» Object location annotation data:

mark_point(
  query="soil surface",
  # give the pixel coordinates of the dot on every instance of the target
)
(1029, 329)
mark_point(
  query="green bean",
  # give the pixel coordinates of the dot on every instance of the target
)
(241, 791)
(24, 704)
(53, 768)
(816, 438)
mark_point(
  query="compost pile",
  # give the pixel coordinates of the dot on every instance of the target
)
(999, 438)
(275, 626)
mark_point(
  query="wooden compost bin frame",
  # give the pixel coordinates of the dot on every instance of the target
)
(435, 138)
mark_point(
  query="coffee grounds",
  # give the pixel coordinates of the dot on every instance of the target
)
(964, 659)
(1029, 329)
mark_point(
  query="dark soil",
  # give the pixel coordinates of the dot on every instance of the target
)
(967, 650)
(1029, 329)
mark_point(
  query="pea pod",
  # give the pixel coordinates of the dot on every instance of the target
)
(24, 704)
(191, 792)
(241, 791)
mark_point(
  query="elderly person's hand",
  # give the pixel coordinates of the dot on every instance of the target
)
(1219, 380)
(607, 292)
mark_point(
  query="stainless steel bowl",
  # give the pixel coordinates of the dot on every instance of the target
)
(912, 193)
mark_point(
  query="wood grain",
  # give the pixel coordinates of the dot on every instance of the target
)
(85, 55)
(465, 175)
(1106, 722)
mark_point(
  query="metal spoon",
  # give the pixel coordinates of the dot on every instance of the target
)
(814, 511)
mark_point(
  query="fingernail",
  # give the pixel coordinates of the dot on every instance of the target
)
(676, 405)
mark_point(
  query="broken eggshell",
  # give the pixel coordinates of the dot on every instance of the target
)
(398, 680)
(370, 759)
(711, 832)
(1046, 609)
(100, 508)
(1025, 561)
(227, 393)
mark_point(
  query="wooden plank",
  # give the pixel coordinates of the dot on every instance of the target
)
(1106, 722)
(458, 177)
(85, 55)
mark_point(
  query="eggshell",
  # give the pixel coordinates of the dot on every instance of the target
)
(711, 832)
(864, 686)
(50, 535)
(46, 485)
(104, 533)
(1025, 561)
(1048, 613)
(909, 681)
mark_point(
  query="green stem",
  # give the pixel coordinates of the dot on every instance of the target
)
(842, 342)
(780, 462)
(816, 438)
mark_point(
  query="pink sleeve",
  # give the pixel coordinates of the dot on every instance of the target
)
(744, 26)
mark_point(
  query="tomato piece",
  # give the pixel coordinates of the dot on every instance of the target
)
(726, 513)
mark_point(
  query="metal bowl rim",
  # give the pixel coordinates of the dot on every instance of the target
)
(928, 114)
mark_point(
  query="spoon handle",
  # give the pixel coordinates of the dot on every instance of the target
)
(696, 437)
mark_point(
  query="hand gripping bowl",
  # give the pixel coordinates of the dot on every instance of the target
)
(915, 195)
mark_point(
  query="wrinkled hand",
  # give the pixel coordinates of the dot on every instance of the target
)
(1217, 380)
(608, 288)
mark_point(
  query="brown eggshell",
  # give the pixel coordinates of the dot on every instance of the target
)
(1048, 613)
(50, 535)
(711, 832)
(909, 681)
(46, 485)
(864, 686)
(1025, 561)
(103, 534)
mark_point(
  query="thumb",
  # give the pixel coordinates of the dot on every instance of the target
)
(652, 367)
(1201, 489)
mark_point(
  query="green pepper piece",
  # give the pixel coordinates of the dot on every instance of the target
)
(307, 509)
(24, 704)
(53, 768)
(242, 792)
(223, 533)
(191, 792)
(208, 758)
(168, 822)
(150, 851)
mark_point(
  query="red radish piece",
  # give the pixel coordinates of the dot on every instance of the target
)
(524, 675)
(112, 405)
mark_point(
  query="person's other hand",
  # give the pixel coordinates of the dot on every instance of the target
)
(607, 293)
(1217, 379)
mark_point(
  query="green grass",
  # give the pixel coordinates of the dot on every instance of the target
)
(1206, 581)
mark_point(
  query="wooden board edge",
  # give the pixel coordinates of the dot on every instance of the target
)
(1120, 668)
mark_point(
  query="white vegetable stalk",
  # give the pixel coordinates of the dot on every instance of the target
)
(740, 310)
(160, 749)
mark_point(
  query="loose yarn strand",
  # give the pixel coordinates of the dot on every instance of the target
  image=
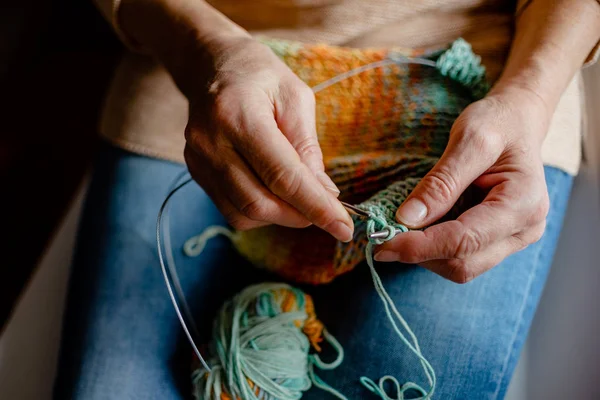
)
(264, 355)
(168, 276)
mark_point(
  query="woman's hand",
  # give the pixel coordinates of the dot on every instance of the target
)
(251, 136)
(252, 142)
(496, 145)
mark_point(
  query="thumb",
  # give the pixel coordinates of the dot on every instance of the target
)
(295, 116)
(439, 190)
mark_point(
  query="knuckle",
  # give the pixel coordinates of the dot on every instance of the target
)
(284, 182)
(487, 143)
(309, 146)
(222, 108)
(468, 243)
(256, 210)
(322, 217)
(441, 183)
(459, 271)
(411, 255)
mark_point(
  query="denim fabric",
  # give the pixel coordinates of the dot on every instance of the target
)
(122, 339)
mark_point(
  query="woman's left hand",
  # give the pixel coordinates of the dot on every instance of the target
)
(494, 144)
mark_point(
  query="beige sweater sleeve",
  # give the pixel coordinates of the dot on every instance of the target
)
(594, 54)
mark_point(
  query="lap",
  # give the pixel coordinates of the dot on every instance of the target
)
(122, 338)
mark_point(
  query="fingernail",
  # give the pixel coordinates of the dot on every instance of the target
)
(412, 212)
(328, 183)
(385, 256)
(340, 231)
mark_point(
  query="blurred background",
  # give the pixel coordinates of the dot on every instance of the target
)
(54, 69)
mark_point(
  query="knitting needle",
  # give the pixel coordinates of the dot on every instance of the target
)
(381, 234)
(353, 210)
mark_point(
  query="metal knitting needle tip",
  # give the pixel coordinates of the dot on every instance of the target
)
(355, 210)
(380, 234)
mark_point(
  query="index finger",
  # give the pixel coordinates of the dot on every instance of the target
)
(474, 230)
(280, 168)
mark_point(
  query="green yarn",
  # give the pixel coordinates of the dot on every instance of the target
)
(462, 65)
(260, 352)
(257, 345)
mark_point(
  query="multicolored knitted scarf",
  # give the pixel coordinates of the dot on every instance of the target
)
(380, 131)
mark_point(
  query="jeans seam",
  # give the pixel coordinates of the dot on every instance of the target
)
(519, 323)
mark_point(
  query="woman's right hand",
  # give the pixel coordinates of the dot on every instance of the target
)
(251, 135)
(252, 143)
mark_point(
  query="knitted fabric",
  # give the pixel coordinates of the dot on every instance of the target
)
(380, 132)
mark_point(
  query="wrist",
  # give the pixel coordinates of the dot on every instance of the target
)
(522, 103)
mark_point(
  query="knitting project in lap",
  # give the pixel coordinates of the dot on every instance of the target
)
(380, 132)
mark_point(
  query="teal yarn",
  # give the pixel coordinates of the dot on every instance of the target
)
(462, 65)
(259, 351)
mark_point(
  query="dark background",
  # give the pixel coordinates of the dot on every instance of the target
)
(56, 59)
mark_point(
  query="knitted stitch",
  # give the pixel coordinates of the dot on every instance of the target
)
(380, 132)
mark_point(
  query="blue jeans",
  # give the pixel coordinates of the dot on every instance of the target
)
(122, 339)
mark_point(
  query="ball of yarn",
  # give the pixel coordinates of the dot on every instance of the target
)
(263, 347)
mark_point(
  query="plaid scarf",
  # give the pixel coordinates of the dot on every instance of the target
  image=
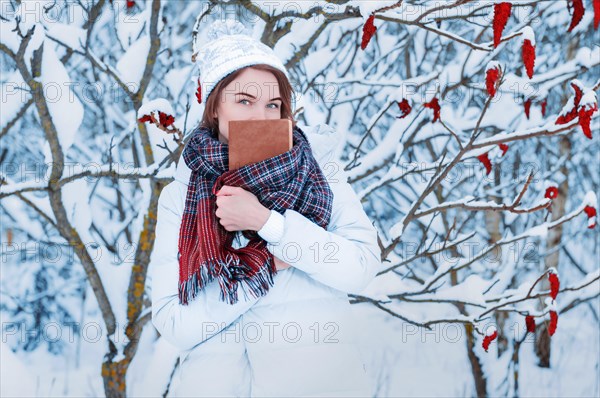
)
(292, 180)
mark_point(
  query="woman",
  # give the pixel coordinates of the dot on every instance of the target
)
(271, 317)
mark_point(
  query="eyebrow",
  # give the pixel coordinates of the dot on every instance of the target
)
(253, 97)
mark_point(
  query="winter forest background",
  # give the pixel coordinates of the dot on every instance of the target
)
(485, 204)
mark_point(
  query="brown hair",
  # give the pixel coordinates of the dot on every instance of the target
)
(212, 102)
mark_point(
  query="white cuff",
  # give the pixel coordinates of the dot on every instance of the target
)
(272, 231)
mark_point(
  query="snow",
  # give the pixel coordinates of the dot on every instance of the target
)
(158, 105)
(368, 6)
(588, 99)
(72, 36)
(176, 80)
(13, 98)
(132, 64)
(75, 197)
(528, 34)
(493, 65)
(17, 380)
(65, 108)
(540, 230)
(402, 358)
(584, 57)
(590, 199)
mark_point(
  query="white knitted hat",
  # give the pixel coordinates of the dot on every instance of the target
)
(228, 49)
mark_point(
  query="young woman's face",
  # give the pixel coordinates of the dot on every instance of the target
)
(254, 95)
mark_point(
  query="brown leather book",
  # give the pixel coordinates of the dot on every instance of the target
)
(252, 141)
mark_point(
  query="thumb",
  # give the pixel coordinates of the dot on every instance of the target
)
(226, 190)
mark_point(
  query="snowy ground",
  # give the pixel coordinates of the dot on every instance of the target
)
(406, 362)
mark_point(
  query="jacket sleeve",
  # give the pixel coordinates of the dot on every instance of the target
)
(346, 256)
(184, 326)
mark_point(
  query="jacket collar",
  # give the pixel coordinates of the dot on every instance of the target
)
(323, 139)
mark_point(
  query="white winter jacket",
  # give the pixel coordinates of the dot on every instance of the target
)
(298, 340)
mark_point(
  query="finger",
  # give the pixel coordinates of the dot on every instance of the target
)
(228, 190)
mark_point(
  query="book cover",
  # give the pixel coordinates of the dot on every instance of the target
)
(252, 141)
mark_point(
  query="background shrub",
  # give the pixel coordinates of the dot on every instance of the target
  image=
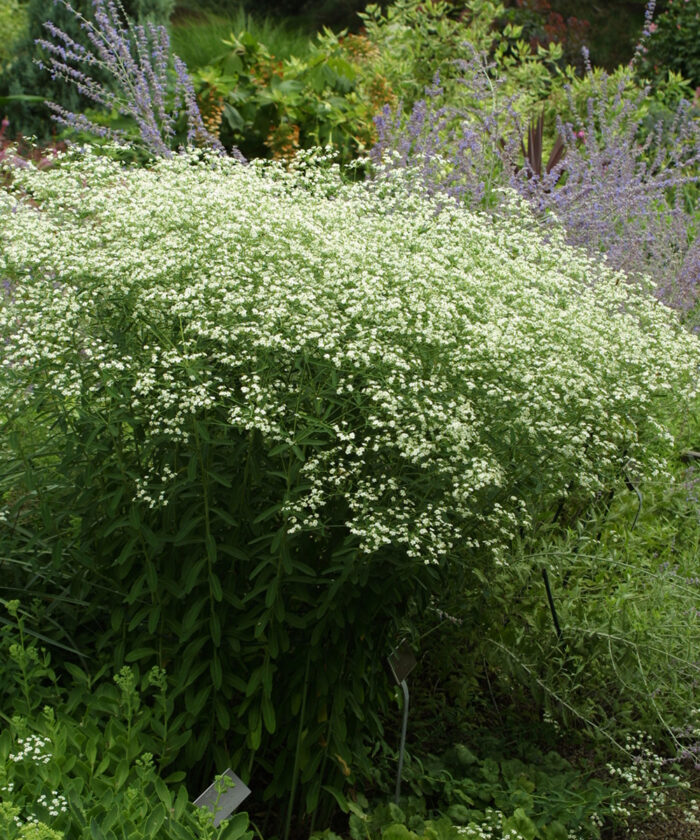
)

» Your goal: Count the lines in the records above that contain the string "book", treating case as significant. Reply with the number only.

» Solution for this problem: 2